### Extracted records
########################################

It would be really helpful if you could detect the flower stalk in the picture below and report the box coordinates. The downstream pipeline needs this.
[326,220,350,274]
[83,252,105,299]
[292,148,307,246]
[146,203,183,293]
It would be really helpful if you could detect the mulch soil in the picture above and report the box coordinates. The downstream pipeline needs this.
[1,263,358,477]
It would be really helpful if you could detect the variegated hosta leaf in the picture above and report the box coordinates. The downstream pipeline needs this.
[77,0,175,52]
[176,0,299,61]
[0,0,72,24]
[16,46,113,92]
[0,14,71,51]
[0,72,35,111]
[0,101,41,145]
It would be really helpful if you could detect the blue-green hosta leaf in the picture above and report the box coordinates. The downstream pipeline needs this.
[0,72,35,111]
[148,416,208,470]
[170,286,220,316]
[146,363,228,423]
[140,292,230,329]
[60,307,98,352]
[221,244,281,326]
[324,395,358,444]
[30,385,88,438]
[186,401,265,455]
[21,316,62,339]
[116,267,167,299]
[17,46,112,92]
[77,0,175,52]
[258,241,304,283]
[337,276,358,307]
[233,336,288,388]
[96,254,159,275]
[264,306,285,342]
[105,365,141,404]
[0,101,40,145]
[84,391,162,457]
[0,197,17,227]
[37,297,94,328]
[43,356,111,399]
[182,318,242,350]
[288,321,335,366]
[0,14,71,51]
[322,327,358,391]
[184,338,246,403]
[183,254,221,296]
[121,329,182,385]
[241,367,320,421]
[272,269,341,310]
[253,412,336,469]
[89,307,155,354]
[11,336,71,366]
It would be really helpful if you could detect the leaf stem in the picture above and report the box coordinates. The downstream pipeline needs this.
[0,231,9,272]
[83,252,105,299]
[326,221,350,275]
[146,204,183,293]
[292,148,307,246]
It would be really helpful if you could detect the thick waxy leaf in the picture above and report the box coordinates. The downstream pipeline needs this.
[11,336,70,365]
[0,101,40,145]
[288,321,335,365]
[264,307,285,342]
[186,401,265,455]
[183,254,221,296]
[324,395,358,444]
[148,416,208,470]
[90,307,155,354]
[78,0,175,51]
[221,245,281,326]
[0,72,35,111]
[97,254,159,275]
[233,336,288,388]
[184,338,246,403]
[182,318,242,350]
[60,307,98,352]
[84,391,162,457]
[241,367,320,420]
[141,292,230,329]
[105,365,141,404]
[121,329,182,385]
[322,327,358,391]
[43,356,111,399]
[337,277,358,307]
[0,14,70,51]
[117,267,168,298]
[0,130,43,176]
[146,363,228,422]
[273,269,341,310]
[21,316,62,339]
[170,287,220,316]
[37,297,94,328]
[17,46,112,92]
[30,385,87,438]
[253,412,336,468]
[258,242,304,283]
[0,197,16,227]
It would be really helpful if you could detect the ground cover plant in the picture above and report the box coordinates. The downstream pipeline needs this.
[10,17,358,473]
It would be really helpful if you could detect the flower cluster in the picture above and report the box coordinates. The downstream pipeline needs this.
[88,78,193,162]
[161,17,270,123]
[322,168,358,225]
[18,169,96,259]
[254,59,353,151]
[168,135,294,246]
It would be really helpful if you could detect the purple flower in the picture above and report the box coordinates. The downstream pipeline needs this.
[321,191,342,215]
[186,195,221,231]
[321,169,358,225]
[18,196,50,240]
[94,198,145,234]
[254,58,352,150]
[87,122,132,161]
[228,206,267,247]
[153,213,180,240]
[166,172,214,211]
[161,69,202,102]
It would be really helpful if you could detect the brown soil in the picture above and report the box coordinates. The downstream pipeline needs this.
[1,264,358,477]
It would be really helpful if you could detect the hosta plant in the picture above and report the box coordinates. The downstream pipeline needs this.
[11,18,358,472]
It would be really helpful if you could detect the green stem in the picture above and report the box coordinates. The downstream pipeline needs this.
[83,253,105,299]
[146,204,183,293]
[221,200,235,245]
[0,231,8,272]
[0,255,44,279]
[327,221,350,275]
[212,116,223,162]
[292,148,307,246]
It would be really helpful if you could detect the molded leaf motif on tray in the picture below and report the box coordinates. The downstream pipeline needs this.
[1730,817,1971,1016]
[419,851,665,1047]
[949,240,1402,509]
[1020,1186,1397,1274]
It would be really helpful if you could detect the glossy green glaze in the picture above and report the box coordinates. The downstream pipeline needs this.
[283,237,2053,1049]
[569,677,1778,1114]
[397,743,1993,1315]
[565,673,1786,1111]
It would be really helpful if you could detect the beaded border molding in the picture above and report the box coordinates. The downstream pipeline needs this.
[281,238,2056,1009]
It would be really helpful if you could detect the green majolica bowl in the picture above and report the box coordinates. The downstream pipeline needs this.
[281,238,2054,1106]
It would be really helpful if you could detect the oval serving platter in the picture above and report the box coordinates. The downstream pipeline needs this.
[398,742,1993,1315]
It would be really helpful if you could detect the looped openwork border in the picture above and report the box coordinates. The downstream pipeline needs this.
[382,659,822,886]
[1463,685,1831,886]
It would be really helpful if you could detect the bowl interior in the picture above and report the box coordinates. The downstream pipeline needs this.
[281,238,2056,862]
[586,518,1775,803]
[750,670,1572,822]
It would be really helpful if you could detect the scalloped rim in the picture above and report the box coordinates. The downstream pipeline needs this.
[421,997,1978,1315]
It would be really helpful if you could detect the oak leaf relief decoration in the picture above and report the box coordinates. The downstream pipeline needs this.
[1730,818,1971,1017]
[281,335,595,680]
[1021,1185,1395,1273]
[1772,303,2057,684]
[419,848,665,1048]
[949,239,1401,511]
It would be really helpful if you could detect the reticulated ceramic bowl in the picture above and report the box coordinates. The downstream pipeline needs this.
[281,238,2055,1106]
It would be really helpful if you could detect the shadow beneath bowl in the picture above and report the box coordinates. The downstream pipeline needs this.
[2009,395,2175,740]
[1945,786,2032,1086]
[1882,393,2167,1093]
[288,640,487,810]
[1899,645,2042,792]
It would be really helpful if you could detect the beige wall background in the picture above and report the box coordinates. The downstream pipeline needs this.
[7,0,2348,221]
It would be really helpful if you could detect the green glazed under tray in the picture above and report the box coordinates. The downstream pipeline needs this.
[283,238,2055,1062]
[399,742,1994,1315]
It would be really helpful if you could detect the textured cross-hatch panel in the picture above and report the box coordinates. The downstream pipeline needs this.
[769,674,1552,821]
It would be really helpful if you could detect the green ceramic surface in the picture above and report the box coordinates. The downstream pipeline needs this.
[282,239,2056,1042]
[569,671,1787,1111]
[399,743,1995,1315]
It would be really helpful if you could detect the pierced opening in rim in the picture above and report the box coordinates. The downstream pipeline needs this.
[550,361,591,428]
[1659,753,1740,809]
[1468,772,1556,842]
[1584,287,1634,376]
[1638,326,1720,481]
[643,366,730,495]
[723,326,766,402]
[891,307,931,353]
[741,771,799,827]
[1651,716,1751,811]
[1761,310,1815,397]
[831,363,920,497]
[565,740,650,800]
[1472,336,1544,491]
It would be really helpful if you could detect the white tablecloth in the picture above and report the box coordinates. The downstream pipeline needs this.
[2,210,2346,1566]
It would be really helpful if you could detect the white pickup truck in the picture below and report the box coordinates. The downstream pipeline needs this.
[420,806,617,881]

########################################

### TASK DETAILS
Print out each record above exactly, with nothing omitted.

### REPLY
It would be really helpful if you could detect the flower stalk in the picture below and report the box coordinates. The downstream pipeline needs this.
[326,220,350,274]
[83,252,105,299]
[292,148,307,246]
[146,203,183,293]
It would be really helpful if you could detect the mulch soil in the picture above and report the box coordinates. The downstream pipeline needs this.
[1,263,358,477]
It would be really helpful if you could detect the variegated hosta leaf in the picture above and report the box coordinates. The downstream pipeline needs this.
[77,0,175,52]
[176,0,299,61]
[0,0,72,24]
[16,46,113,92]
[0,14,71,51]
[0,72,35,111]
[0,101,41,145]
It would be really helpful if you could detect the blue-green hosta leaf in the picture above and report the box coordinates. The downstream pipeline needs this.
[0,72,35,111]
[148,416,208,470]
[170,286,220,316]
[146,363,228,423]
[140,292,230,329]
[60,307,98,352]
[221,244,281,326]
[324,395,358,444]
[30,385,88,438]
[186,401,265,455]
[21,316,62,339]
[116,267,167,299]
[17,46,112,92]
[77,0,175,52]
[258,241,304,283]
[337,276,358,307]
[233,336,288,388]
[96,254,159,275]
[264,306,285,342]
[105,365,141,404]
[0,101,40,145]
[84,391,162,457]
[0,197,17,227]
[37,297,94,328]
[43,356,111,399]
[182,318,242,350]
[288,321,335,366]
[0,14,71,51]
[322,327,358,391]
[184,338,246,403]
[183,254,221,296]
[121,329,182,385]
[241,367,320,421]
[272,269,341,310]
[253,412,336,469]
[89,307,155,354]
[11,336,71,366]
It would be really helpful if you could detect the leaf stem in the picture above and report the box coordinates. The downstream pipeline needs this.
[0,231,9,272]
[83,252,105,299]
[326,221,350,275]
[146,204,183,293]
[292,148,307,246]
It would be really helpful if you could detect the thick waxy leaf in the picture above and report the box coordinates. The downstream pipeline needs this.
[11,336,70,365]
[0,101,40,145]
[288,321,335,365]
[264,307,285,342]
[186,401,265,455]
[183,254,221,296]
[324,395,358,444]
[148,416,208,470]
[90,307,155,354]
[78,0,175,51]
[221,245,281,326]
[0,72,35,111]
[97,254,159,275]
[233,336,288,388]
[184,338,246,403]
[182,318,242,350]
[60,307,98,352]
[84,391,162,457]
[241,367,320,420]
[141,292,230,329]
[105,365,141,404]
[121,329,182,385]
[322,327,358,391]
[43,356,111,399]
[337,277,358,307]
[0,14,70,51]
[117,267,168,298]
[0,130,43,176]
[146,363,228,422]
[273,269,341,310]
[21,316,62,339]
[170,287,220,316]
[37,297,94,328]
[17,46,112,92]
[30,385,87,438]
[253,412,336,468]
[258,242,304,283]
[0,197,16,227]
It would be really helpful if you could detect the ground cover plant in the picture above and report the box coordinates. The downstream pipeline needs this.
[10,17,358,473]
It would be really helpful if you could detect the flower cluster in the picture above and report the box coordinates. The downstream pipeline needs this.
[88,78,193,162]
[161,17,270,123]
[322,168,358,225]
[18,169,96,259]
[254,59,353,151]
[168,135,294,246]
It would be really helpful if you could detect the purple flower in the picture above and report the box coordinates. The downstream pipeline needs this.
[321,191,342,215]
[186,195,221,231]
[321,169,358,225]
[18,196,50,240]
[94,198,145,234]
[254,58,352,150]
[87,122,132,161]
[228,206,267,247]
[153,213,180,240]
[166,172,214,211]
[161,69,202,102]
It would be really helpful if you could detect the brown soil in the picture above and report the box coordinates. The downstream pipeline needs this.
[1,264,358,477]
It would be really helpful if you could detect the hosta plant in the picture above and report the box coordinates. The downstream pipeline needs this.
[11,18,358,472]
It would be really helpful if you could detect the green stem in the picture above and report the box coordinates. The downstream pipeline needs this.
[83,253,105,299]
[146,204,183,293]
[221,200,235,245]
[0,231,8,272]
[0,255,44,279]
[327,221,350,275]
[212,116,223,162]
[292,148,307,246]
It would be really helpful if you could detect the molded leaf motif on tray in the picture below and report the box coordinates. The downstream pipeline needs this.
[1730,817,1971,1016]
[419,851,665,1047]
[949,240,1402,509]
[1020,1186,1397,1274]
It would be really helpful if you could detect the glossy green glaze in the picture above and report the box coordinates. The downstream pipeline needs this.
[283,237,2053,1049]
[569,677,1778,1114]
[397,743,1993,1315]
[565,673,1786,1111]
It would be really helpful if you could detect the beaded border molding in the picture above and report the box coordinates. The downstream pipeline needs this.
[281,238,2056,1009]
It would be really helpful if you could detect the green majolica bowl in the picture above and report the box coordinates. The downstream pipeline needs this.
[281,238,2054,1106]
It would be really helpful if you could detect the oval serving platter in the picture above and report the box coordinates. The downstream pipeline needs this.
[398,742,1993,1315]
It would be really helpful if you could detect the looped openwork border in the picture above and report the box coordinates. The downstream pipeline needs this.
[382,659,822,886]
[1463,685,1831,886]
It would be really helpful if you could detect the bowl interior in the picture above and report the box coordinates. The downstream pipeline needs this.
[281,238,2056,862]
[586,518,1775,803]
[750,670,1572,822]
It would be really helpful if you could detect the scalloped rim in the picture above and report the box coordinates. The downstream pipeline needs this.
[421,997,1978,1315]
It would be really helpful if you could detect the oak leaf relief decoration in the picture above and report the box coordinates. The downstream pipeline needs this.
[1730,818,1971,1017]
[281,335,595,680]
[1021,1185,1395,1273]
[1772,303,2057,684]
[419,848,665,1048]
[949,239,1401,511]
It would be really helpful if you could detect the reticulated ceramic bowl in the picture above and report the box coordinates. The downstream pipeline needs this.
[281,238,2055,1106]
It would be really helpful if you could detect the shadow beneath bowl in the picture above and report the box coordinates. The downstream pipeline needs this.
[2009,395,2175,740]
[1945,786,2032,1086]
[1882,393,2167,1093]
[288,640,487,810]
[1899,645,2042,792]
It would be really helpful if you could detect the beige wall background in the picture above and report the box coordinates. The downstream pipeline needs this.
[7,0,2348,221]
It would be really helpful if you could detect the green glazed under tray in the picture above and report the box coordinates. The downstream pipeline needs this.
[283,238,2055,1062]
[399,742,1994,1315]
It would be really helpful if you could detect the textured cross-hatch panel in the picture above and report the box coordinates. The downstream pipeline needs this.
[769,674,1552,821]
It would be really helpful if you could detect the green ceramic surface in the picture above and report the box coordinates. The downstream pipeline needs this.
[282,239,2056,1042]
[569,671,1787,1111]
[399,743,1995,1315]
It would be really helpful if you could detect the pierced opening in rim in the picture above and report the box coordinates. The downstream pipeline needs this.
[550,361,591,428]
[1659,753,1740,809]
[1468,772,1556,842]
[1584,287,1634,376]
[1638,326,1720,481]
[643,366,730,495]
[723,326,766,402]
[891,307,931,353]
[741,771,799,827]
[1651,716,1751,811]
[1761,310,1815,397]
[831,363,920,497]
[565,740,650,800]
[1472,336,1544,491]
It would be really helpful if you could detect the white tablecloth in the picture above and report the box coordinates. The downstream pipeline needs this.
[2,210,2346,1566]
It would be really helpful if you could detect the white pickup truck in the picture below and report the box coordinates. The downstream pipeline needs this.
[420,806,617,881]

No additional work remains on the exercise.